> **Your task**: Copy the lines of the material below, starting at the one containing "QA review pass — verify and re-annotate all instances of curly" and ending at the one containing "[[537, 173, 618, 254]]". Change "curly hair" to "wavy hair" and leave everything else as it is.

[START OF Data provided]

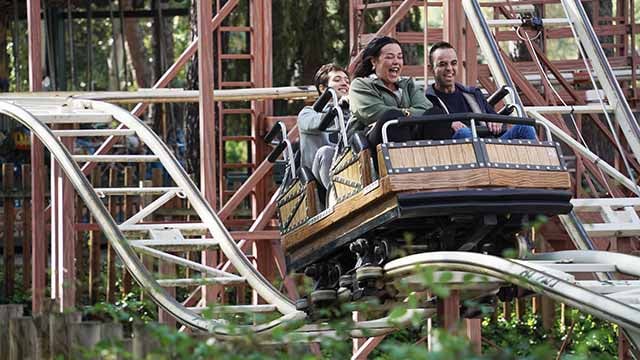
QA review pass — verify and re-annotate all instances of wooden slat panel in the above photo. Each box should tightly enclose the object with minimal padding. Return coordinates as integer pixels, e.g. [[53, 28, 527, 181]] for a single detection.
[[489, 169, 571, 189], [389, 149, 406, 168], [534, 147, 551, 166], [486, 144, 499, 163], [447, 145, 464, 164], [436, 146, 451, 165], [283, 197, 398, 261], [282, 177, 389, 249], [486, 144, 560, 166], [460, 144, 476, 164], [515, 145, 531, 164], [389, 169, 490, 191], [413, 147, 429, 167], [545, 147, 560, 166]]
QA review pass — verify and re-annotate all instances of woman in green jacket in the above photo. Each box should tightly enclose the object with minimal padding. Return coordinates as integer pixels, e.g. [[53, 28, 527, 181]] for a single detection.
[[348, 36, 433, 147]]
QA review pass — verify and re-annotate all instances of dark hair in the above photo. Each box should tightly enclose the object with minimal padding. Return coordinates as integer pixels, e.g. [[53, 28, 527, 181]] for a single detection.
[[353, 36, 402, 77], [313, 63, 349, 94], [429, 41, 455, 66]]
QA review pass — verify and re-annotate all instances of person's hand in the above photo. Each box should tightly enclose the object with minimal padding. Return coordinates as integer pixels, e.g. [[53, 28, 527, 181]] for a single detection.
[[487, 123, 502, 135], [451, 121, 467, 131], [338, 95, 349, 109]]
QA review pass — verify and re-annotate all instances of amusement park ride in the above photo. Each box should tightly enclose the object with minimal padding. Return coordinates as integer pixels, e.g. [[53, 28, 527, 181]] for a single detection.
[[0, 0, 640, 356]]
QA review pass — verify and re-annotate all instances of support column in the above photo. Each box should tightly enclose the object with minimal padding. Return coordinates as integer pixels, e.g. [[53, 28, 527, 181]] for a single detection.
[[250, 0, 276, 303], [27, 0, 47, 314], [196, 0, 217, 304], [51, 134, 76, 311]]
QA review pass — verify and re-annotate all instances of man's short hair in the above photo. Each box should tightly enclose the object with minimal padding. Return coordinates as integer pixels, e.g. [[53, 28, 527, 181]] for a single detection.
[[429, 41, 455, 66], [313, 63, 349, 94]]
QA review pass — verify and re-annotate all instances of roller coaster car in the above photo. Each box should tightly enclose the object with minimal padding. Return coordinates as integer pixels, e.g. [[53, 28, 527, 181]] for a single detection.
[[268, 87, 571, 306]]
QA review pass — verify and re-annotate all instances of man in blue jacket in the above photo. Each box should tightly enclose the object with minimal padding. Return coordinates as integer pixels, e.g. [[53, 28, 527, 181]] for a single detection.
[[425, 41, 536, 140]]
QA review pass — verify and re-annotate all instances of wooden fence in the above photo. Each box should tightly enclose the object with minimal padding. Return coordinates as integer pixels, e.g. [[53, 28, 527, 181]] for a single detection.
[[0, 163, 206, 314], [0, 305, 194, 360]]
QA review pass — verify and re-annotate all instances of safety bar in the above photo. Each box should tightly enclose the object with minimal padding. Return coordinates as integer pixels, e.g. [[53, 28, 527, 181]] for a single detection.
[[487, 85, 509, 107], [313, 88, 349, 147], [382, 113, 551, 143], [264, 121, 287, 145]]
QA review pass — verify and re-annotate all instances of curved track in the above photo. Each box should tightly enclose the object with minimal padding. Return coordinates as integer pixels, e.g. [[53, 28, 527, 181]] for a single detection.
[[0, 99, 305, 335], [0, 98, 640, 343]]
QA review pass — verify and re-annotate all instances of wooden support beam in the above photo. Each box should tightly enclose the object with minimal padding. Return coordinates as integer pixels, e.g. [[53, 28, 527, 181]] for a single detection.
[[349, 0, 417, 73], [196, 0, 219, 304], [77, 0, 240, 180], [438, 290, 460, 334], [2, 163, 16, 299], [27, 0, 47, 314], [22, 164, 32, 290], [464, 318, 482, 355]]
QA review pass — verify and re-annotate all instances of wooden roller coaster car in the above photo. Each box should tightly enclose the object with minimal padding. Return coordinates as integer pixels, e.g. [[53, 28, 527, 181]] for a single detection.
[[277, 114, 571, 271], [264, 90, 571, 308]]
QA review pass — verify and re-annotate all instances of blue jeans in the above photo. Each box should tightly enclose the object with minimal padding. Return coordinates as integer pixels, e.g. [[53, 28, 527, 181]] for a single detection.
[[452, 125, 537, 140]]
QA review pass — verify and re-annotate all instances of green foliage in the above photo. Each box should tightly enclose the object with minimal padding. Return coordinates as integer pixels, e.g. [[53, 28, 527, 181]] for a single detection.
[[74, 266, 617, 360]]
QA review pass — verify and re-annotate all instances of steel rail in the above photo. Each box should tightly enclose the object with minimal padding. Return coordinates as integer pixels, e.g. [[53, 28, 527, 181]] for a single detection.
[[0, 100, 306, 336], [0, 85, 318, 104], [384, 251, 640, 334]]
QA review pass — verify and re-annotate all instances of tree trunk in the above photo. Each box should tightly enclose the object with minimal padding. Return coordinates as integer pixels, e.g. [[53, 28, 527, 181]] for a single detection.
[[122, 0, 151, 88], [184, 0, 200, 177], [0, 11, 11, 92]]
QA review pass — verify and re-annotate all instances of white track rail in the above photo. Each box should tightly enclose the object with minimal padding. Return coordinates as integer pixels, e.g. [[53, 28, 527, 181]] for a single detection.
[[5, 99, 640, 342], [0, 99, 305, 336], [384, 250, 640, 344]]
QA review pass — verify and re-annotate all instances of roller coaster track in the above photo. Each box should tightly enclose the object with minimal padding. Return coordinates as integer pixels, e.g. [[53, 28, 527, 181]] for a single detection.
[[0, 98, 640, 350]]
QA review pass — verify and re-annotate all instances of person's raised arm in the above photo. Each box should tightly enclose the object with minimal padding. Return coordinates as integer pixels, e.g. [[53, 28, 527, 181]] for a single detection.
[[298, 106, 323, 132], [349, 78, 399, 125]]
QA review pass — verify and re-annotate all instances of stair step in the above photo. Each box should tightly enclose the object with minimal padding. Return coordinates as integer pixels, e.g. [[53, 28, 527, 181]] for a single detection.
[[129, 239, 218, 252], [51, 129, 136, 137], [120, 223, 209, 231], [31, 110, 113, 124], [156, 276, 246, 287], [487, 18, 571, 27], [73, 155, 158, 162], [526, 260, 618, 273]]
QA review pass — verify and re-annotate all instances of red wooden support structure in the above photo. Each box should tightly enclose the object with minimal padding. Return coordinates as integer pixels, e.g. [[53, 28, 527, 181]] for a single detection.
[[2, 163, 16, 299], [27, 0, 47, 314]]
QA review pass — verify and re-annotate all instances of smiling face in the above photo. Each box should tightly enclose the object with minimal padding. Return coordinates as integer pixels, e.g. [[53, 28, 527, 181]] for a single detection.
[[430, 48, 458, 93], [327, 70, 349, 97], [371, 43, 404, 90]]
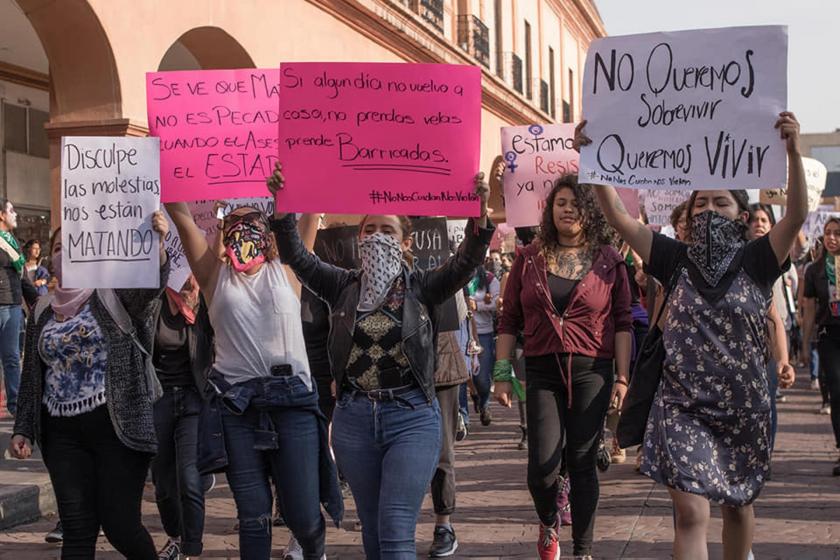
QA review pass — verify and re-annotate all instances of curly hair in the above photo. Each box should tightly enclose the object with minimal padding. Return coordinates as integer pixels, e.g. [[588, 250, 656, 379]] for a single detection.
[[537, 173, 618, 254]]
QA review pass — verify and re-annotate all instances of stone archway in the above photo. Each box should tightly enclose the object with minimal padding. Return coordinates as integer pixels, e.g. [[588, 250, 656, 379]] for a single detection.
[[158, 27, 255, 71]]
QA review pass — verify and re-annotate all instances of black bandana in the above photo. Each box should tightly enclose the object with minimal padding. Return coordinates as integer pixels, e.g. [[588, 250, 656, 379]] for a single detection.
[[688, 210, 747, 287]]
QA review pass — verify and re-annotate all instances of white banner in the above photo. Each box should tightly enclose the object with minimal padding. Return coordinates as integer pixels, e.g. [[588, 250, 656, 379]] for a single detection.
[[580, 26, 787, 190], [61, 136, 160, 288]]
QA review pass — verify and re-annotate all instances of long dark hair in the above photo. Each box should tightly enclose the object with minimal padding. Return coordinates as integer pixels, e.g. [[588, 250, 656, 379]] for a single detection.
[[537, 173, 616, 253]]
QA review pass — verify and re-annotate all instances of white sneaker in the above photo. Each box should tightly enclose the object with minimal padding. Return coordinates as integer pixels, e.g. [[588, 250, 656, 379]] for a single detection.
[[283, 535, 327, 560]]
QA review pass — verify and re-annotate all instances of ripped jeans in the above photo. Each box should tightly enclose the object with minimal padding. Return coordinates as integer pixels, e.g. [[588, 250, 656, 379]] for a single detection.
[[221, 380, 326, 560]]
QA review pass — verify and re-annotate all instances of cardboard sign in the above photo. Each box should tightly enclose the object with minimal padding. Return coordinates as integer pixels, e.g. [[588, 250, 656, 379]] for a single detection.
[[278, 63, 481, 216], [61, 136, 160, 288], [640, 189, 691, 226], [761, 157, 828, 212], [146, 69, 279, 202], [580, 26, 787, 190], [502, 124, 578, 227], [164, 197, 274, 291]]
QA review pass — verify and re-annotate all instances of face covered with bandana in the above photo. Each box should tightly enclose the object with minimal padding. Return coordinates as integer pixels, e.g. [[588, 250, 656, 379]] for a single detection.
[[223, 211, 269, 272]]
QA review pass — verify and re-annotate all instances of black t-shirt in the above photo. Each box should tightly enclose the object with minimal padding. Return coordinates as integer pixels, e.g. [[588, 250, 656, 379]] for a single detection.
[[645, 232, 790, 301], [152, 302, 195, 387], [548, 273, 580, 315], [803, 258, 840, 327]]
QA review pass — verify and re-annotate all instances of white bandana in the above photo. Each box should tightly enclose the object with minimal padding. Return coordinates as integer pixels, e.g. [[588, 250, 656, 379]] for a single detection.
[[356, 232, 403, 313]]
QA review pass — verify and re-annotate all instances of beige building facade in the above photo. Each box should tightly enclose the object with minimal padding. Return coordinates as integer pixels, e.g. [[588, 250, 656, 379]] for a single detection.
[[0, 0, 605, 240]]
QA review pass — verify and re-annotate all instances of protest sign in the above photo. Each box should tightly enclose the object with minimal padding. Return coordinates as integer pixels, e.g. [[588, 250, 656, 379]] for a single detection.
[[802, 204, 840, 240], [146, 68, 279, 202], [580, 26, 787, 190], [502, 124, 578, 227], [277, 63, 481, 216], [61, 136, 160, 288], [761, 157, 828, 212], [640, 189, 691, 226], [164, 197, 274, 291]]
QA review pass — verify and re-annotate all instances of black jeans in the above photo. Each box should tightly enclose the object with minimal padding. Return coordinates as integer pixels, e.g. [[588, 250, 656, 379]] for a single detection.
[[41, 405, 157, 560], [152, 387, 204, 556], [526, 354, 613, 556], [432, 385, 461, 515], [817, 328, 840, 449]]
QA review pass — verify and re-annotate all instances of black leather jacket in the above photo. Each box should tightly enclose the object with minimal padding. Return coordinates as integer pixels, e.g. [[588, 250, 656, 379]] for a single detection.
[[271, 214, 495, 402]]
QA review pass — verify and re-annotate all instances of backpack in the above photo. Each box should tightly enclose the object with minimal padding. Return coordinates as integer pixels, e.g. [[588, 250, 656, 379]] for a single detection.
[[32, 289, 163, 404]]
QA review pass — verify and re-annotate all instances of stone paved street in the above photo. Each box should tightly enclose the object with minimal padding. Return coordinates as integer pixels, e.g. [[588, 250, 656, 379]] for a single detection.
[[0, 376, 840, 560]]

[END OF Data provided]

> **Worked solution**:
QA review pass — verify and re-annotate all instances of wavy hair in the above photo. Each box should tightly enclose the object with minimal padding. Return coordinates as integer pixels, e.g. [[588, 250, 656, 379]] for a single detection.
[[537, 173, 618, 254]]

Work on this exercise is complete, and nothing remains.